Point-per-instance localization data
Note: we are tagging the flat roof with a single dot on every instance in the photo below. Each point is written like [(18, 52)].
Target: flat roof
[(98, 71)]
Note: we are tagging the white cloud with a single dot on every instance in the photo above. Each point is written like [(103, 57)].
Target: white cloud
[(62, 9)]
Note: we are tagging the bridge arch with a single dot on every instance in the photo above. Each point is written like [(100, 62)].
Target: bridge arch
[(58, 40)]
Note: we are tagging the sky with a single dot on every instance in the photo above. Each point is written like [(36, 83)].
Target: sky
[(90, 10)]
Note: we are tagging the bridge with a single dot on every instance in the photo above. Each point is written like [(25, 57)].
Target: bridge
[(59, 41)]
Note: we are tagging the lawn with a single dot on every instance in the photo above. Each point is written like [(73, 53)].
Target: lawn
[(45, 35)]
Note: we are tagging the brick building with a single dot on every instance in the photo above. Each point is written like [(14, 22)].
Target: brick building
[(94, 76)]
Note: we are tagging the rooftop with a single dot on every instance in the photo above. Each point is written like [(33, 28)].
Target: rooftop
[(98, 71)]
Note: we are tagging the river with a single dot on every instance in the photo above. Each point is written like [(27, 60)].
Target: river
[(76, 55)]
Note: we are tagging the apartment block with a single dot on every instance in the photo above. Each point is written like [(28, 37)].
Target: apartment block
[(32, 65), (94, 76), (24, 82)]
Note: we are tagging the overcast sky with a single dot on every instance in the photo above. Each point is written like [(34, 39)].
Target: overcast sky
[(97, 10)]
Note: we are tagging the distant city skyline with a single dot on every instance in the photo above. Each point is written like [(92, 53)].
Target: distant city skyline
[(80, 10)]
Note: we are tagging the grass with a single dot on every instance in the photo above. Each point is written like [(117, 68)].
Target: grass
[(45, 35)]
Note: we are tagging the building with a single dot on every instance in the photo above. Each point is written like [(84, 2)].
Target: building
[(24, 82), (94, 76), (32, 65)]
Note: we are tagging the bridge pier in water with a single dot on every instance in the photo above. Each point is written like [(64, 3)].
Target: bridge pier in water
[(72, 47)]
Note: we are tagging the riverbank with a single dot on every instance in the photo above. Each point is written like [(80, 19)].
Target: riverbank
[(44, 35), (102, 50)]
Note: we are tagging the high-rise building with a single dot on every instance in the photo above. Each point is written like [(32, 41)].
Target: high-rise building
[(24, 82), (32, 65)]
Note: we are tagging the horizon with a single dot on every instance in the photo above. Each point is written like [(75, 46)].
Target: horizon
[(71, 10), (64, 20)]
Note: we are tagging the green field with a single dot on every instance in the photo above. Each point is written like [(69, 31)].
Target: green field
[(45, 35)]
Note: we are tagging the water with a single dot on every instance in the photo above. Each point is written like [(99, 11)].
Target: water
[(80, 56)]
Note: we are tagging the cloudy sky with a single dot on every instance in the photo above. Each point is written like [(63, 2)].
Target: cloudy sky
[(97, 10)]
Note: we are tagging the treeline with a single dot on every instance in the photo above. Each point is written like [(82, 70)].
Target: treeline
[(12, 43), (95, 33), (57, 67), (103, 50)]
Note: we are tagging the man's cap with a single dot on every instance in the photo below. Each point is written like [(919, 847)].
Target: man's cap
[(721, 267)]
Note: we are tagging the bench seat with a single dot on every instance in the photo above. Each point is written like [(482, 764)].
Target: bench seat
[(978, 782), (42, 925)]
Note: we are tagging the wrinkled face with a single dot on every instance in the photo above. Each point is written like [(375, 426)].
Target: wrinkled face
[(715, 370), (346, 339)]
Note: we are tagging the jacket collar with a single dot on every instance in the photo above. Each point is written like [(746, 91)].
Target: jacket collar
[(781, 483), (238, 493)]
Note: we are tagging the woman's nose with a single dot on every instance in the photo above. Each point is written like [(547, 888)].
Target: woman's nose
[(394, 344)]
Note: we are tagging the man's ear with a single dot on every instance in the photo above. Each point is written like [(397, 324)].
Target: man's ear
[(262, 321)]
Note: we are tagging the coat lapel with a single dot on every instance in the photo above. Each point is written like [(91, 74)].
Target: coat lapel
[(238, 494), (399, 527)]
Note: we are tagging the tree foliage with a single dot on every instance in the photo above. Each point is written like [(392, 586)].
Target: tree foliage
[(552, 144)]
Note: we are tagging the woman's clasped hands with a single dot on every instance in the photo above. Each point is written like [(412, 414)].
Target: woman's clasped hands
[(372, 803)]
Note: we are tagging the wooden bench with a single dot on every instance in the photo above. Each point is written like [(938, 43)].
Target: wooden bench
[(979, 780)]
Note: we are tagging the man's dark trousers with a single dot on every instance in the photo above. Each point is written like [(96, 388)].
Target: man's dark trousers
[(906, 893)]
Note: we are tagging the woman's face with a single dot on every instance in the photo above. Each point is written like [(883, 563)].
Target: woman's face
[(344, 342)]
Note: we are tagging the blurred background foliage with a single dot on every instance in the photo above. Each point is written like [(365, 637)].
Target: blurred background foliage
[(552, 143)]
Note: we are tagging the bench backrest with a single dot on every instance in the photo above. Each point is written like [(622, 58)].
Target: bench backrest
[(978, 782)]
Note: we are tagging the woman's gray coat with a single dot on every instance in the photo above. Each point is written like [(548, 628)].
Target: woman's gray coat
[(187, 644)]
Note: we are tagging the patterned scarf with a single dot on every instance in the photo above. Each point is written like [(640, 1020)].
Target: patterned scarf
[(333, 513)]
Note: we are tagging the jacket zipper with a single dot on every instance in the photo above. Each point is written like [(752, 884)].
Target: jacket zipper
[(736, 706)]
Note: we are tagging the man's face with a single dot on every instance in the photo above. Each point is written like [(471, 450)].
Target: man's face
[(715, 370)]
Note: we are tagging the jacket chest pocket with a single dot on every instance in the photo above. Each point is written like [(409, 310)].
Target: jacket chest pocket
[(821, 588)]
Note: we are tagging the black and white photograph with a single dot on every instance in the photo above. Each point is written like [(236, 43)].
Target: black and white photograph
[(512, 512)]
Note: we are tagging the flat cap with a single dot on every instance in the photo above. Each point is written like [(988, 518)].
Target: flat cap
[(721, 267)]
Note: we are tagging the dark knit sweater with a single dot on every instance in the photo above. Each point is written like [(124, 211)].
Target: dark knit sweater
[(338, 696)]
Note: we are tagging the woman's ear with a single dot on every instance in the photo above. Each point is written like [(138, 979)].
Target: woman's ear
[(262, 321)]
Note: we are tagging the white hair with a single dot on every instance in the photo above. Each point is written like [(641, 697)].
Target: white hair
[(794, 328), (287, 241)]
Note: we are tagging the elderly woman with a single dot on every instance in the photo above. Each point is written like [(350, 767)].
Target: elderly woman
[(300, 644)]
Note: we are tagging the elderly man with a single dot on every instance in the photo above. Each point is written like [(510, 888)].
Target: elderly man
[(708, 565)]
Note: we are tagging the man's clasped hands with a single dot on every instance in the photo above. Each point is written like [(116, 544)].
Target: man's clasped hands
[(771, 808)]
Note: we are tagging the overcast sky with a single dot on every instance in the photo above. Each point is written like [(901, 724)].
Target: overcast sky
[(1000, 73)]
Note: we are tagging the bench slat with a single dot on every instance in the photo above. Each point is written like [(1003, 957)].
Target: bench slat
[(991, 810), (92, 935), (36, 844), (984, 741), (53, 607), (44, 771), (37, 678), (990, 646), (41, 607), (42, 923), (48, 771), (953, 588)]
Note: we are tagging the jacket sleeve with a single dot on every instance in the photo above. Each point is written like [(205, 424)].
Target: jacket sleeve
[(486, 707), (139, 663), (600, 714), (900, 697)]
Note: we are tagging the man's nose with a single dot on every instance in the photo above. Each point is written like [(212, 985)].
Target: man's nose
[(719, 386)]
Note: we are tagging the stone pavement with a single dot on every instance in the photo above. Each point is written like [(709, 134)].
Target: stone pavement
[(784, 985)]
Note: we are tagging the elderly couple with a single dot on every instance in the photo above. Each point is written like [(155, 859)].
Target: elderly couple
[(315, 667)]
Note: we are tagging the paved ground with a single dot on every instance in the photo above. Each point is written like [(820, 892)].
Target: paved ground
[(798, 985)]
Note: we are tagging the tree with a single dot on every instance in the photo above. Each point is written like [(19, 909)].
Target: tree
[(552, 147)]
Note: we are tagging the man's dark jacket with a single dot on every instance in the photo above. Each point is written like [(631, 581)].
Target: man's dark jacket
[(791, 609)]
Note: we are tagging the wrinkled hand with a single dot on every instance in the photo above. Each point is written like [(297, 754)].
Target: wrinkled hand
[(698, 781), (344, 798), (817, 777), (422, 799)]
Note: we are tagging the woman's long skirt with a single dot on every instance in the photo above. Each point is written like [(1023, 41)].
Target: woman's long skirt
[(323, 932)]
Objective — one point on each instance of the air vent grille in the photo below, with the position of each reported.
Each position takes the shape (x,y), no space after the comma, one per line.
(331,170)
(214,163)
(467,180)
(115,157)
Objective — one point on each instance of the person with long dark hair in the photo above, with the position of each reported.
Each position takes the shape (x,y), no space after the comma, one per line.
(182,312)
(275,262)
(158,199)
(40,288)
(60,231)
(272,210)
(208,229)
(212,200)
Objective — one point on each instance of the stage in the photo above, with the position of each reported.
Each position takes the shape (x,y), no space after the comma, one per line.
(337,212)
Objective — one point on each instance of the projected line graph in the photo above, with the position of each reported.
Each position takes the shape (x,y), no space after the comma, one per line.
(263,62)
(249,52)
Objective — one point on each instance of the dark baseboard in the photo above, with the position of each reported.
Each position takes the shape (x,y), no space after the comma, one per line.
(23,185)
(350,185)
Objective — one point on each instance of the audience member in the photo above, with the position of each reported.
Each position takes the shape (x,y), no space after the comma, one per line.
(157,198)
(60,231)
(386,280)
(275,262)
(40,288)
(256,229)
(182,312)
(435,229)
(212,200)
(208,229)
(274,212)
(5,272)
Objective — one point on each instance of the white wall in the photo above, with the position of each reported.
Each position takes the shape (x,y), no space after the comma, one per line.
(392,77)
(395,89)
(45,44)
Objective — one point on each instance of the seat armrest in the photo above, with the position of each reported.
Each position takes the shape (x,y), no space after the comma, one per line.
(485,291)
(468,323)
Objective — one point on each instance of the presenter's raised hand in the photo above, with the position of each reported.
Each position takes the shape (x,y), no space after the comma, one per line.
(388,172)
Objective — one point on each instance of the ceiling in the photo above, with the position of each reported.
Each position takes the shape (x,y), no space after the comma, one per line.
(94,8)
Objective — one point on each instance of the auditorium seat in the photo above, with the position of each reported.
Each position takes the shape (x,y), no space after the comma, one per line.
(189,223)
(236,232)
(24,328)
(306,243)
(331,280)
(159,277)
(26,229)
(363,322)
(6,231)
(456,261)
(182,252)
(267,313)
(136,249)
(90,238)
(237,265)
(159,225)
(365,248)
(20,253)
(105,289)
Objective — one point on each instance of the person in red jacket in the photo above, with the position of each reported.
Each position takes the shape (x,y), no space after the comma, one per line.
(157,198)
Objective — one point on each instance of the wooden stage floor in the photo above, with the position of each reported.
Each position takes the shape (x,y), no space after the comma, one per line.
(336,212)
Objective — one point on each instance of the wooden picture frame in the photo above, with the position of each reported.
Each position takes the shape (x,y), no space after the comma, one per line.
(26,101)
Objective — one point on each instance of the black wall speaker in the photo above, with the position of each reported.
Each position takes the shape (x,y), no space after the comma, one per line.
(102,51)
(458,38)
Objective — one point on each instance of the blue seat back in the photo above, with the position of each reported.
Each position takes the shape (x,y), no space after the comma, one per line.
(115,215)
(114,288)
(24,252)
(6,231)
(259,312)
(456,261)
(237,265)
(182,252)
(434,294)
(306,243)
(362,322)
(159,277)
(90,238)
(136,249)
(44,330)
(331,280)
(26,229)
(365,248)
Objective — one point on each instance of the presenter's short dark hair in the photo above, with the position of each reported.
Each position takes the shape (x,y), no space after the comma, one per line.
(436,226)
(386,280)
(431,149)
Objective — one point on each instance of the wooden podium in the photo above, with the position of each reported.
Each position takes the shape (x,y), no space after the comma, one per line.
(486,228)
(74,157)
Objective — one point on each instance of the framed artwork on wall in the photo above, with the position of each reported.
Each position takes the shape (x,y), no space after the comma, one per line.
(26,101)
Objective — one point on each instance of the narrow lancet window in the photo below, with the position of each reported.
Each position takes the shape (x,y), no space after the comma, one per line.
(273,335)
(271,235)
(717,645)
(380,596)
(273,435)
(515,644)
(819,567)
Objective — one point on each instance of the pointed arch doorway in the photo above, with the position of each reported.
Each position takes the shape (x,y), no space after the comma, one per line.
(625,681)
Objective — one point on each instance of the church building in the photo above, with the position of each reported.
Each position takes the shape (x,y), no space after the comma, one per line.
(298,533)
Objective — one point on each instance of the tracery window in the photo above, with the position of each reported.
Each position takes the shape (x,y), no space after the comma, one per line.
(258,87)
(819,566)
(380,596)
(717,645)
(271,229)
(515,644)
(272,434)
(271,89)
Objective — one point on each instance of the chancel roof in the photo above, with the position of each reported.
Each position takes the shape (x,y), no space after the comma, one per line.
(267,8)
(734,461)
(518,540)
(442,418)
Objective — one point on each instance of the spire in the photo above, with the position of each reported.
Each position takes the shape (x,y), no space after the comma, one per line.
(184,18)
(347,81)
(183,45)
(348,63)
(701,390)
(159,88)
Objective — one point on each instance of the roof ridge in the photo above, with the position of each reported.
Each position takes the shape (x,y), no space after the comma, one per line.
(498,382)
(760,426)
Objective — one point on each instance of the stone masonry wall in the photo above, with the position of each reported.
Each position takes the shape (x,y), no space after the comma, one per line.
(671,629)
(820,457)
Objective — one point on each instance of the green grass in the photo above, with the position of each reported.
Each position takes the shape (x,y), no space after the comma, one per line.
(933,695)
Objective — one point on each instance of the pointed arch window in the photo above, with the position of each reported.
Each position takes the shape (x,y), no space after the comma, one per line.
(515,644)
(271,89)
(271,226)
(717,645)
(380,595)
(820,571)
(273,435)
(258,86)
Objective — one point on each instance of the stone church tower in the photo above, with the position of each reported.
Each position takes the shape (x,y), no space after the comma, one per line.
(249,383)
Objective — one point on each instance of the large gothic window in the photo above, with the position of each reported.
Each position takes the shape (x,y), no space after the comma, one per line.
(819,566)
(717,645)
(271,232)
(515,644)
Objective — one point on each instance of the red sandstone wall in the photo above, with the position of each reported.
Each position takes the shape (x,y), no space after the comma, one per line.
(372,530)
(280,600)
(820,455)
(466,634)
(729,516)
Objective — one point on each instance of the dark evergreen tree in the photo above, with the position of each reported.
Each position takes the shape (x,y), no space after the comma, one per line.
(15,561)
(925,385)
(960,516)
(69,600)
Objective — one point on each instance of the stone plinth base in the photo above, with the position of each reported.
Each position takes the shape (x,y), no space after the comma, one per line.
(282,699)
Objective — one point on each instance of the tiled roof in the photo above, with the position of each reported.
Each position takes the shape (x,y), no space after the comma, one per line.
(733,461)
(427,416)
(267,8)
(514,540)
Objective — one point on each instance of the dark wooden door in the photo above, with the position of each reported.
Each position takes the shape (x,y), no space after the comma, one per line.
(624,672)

● EXERCISE GOAL
Only the lines containing the word "presenter" should be returned from the data above.

● RESULT OF THE EXERCISE
Objective — one point on each instance of the presenter's raised hand in the photo above, with the position of each reported.
Objective — one point on each instance of the presenter's short dark hair in the photo above, with the position of each reported.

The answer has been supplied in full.